## TEXTE CHOISI
************

Au Québec, l’exigence d’une intervention chirurgicale pour un changement de la mention de sexe n’est plus en vigueur depuis 2015. Dans les jours qui ont suivi le dépôt du projet de loi, plusieurs groupes ont dénoncé un recul historique en matière de droit civil.

Le projet de loi 2 tel que déposé faisait aussi naître la notion distincte d’« identité de genre », laquelle aurait permis à une personne trans ou non binaire d’inscrire le sigle « M », « F » ou « X » sur ses documents officiels. Or, en conservant la « mention de sexe », le projet de loi menaçait de créer des « coming out forcés », ont observé certains groupes de défense LGBTQ+.

En réponse à ces critiques, « la mention d’identité de genre va être assimilée à la mention de sexe dans la loi ». « On va faire comme dans les autres [provinces et territoires], a précisé M. Jolin-Barrette. Comme sur le passeport canadien, à titre d’exemple. »

Vers un sprint parlementaire

 

Ce faisant, le ministre de la Justice croit réussir à « créer une troisième voie pour les personnes non binaires », tout en répondant au jugement de la Cour supérieure du Québec rendu l’an dernier dans Centre de lutte contre l’oppression des genres c. Procureur général du Québec.

************

## JEU DE DONNÉES
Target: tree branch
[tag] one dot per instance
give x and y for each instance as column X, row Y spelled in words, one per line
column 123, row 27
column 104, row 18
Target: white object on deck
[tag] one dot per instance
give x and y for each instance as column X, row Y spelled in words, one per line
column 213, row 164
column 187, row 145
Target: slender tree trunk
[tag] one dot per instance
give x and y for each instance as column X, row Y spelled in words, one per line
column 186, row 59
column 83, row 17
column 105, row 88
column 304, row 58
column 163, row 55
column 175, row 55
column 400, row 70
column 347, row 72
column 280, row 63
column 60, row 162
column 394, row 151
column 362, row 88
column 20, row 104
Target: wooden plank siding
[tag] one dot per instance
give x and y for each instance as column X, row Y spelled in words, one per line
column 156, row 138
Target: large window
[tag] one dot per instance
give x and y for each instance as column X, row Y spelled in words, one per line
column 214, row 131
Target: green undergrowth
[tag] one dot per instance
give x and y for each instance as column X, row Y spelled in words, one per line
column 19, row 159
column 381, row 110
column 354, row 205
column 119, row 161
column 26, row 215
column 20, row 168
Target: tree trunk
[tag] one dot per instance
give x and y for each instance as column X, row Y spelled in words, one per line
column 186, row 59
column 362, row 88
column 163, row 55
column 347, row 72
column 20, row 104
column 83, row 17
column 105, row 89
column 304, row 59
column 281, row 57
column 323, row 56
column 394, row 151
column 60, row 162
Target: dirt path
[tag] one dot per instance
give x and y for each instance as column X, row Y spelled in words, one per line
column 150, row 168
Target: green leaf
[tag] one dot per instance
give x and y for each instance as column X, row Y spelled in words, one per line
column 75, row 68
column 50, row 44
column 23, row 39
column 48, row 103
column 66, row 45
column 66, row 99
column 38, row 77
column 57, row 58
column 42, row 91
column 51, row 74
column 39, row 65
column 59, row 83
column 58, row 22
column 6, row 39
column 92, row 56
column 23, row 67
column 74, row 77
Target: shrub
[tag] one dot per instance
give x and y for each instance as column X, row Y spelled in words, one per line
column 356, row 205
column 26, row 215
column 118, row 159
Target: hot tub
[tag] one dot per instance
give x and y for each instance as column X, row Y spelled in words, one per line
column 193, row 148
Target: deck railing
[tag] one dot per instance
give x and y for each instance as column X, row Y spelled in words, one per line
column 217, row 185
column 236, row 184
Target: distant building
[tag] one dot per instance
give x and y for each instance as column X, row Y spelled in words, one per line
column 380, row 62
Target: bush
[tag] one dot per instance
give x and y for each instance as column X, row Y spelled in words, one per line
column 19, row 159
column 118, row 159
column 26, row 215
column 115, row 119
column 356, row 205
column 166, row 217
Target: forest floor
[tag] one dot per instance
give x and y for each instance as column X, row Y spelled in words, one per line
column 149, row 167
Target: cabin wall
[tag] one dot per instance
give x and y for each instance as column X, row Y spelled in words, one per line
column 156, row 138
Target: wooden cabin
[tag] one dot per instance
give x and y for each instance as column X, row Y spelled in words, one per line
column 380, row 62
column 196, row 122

************

## EXERCICES
1. D'après le texte sur le projet de loi 2, depuis quelle année une intervention chirurgicale n'est-elle plus exigée au Québec pour changer la mention de sexe ?
2. Poursuivez le texte sur le projet de loi 2 à partir de sa dernière phrase.

## CORRIGÉ DÉTAILLÉ
1. Depuis 2015.

2.
Rendue en février 2021 par le juge Gregory Moore, cette décision invalidait certains articles du Code civil relatifs à l’identité de sexe et de genre. « Le présent dossier fait ressortir la différence entre le sexe et l’identité de genre et la discrimination qui peut se produire lorsque la loi les traite comme des synonymes », écrivait alors le magistrat.

Simon Jolin-Barrette estime avoir écouté les doléances de la communauté et veut faire amende honorable : « L’objectif est vraiment de faire en sorte de rassurer la communauté, de [lui] indiquer qu’on a compris [ses] préoccupations et qu’on donne suite à [ses] commentaires. »

Avec quatre semaines de travaux parlementaires restantes et 360 articles à étudier, les parlementaires entament un sprint vers l’adoption du projet de loi 2. Le ministre Jolin-Barrette assure qu’« il n’y aura pas de bâillon » et invite les groupes d’opposition à travailler avec lui. « Je les implore de collaborer. »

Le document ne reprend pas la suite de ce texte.